■ **What to work on**:
Copy each of the following rows word for word, in the same order, without changing anything.
-- start Available records --
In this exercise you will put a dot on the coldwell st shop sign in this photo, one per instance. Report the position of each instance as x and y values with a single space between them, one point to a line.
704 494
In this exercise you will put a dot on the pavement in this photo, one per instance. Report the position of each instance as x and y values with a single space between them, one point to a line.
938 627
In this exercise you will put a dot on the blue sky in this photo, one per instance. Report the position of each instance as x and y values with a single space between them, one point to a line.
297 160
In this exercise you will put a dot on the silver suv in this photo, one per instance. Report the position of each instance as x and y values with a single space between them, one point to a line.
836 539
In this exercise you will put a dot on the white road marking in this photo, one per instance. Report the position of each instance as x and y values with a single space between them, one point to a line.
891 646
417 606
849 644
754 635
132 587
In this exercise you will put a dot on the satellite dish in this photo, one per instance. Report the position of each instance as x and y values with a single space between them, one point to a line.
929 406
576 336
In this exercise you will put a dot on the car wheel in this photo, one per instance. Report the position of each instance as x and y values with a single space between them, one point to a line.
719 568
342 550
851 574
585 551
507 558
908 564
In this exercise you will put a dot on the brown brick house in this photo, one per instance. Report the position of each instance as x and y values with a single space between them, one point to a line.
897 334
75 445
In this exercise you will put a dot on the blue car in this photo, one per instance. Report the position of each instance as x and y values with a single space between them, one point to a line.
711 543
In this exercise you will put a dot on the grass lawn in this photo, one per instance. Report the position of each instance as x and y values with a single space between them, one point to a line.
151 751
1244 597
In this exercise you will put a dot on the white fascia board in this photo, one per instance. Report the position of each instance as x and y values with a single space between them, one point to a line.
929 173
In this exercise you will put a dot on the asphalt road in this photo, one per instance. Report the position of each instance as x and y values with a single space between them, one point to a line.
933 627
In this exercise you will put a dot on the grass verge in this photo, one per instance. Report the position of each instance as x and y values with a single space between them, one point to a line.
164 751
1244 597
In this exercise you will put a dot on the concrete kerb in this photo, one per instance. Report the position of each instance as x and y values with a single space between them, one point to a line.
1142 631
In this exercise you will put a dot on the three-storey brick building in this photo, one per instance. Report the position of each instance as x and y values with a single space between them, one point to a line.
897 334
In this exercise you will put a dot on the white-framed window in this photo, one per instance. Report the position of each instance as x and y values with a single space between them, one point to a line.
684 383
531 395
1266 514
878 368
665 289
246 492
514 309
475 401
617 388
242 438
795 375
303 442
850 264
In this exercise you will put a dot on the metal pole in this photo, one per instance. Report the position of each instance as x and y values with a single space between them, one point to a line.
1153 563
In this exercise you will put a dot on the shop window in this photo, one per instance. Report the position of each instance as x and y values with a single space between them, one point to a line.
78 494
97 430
-- end Available records --
■ **Output of the task**:
In this exercise you will put a dot on the coldwell st shop sign in this photo, one per instance. Report the position of each instance as x and y values with a single space between them, one point to a line.
704 494
In this exercise you will put a dot on the pavement in this photo, one per instance. Report the position of each instance as x and y values with a single space between them, one point to a line.
938 627
In this exercise you will put a dot on the blue sky in this photo, one per instance. Report the position of each instance as x and y values with a single space between them, one point to a line.
297 160
In this exercise you will put a dot on the silver suv in this photo, one per instance. Report the position of each instance as x and y values with a single space between them, one point to a line.
836 539
In this exercise you will put a dot on the white road marking in this photo, one per instance. Report the position of each instance as x and y values with a single space between them, one point to a line.
891 646
417 606
849 644
754 635
132 587
In this exercise you will put a dot on the satellite dish in this photo, one per instance. Report the position of each instance as x and y values with a single space between them, one point to a line.
929 406
576 336
In this exercise you will put a dot on the car wheel in this photo, one per instance. Report the position of each instance as x and y values with a single space between them, one point to a line.
719 568
342 550
851 574
585 551
507 558
908 564
In this exercise you will put a dot on the brown brick house in this photo, one per instance. Report the position of each instance as x and y values with a single space between them, one point to a line.
897 334
75 445
In this exercise you will put a dot on the blue car in this photo, one per instance. Report the position of each instance as x and y values with a single space between them, one point to a line.
711 543
In this exercise you will put a dot on the grass lawn in this photo, one per instance. Report the position of each instance as x and y values with a single space between them, one point to a line.
151 751
1244 597
In this exercise you will put a dot on the white fascia board in this photo, one per instance. Report the position of each instance as x and y values with a single space between them, one point to a line.
929 173
In this exercise you will put a dot on the asphalt road in this photo, one per instance. Report the position of each instance as x and y values with a single space between them, one point to a line.
933 627
In this exercise you will put a dot on the grass verge in this photo, one per instance. Report the position of each instance as x and y values with a single space between them, one point to a line.
164 751
1244 597
In this exercise you will put a dot on the concrete kerb in this photo, one per instance. Report the position of each instance as x and y values with a single space between them, one point to a line.
1142 631
In this exercise you will put a dot on the three-storey brick building in this photo, one per instance. Report the position of each instance as x and y values with a single space between them, one point to a line.
897 334
In this exercise you will put a dot on the white-framed window in this photo, one per instance. Report the position of each instance as x and y values with a single space between them, one point to a line.
684 383
531 395
1266 514
878 368
665 289
246 492
514 309
475 401
617 388
242 438
795 375
303 442
850 264
In this exercise you will put a dot on the metal pole in this photo, one per instance. Report the position of each instance as x and y values with a single space between them, one point to a line.
1153 563
In this exercise you will put a dot on the shop window in this photo, one per instance. Report the position of each instance as x and y values with a single space between them, one point to a line.
78 494
97 430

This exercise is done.